#### WHAT IS EXPECTED:
Reproduce every line verbatim, starting at the line that contains "[segment] sea foam" and continuing through the last line of the entries, with both ends included.

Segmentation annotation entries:
--- start ---

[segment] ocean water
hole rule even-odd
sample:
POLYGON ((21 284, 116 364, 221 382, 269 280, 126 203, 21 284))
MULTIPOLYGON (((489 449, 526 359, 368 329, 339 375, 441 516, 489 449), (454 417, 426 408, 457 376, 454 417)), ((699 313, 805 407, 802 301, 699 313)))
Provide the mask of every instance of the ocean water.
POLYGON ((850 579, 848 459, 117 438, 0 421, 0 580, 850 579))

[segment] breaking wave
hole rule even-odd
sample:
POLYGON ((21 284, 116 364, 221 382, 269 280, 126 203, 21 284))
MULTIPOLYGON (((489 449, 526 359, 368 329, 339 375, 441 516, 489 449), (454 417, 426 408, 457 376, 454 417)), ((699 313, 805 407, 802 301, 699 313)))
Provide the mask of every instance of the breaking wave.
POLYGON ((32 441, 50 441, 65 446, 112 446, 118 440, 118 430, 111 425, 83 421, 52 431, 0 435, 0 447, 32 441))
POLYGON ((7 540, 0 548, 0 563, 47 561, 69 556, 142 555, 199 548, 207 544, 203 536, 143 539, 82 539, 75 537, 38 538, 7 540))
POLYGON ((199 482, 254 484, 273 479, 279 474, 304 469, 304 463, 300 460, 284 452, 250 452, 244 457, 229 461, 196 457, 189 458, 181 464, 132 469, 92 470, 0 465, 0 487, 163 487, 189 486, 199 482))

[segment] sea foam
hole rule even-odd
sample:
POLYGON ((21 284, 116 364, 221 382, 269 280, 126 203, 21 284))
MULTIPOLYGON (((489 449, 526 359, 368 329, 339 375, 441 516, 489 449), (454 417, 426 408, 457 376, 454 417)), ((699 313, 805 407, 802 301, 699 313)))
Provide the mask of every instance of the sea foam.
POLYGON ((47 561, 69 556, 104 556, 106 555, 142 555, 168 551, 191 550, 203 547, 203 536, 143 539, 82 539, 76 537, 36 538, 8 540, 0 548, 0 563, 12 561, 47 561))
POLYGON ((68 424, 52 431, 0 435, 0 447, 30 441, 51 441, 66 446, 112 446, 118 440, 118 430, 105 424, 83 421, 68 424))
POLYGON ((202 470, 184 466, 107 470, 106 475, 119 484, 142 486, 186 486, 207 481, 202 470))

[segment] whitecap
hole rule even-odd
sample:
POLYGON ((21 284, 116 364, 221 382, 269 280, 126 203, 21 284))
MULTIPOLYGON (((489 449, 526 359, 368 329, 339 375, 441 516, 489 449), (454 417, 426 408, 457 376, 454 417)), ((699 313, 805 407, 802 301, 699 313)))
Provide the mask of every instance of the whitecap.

--- end ---

#### OUTPUT:
[segment] sea foam
hole rule even-odd
sample:
POLYGON ((21 284, 116 364, 221 382, 269 280, 126 203, 21 284))
MULTIPOLYGON (((489 449, 526 359, 368 329, 339 375, 441 516, 489 449), (454 417, 426 408, 457 376, 454 417)), ((699 313, 805 407, 802 301, 699 313)))
Provide the mask of every instance of the sea foam.
POLYGON ((47 561, 69 556, 104 556, 106 555, 142 555, 168 551, 191 550, 203 547, 203 536, 143 539, 82 539, 76 537, 36 538, 8 540, 0 548, 0 563, 12 561, 47 561))
POLYGON ((68 424, 52 431, 0 435, 0 447, 30 441, 51 441, 66 446, 112 446, 118 440, 118 430, 105 424, 83 421, 68 424))
POLYGON ((202 470, 184 466, 107 470, 106 475, 119 484, 142 486, 186 486, 207 481, 202 470))

[segment] whitecap
hole rule even-odd
sample:
POLYGON ((21 284, 116 364, 221 382, 269 280, 126 203, 21 284))
MULTIPOLYGON (((489 449, 526 359, 368 329, 339 375, 441 516, 489 449), (454 417, 426 408, 457 376, 454 417)), ((699 313, 805 407, 802 301, 699 313)))
Provide the mask of every instance of the whitecap.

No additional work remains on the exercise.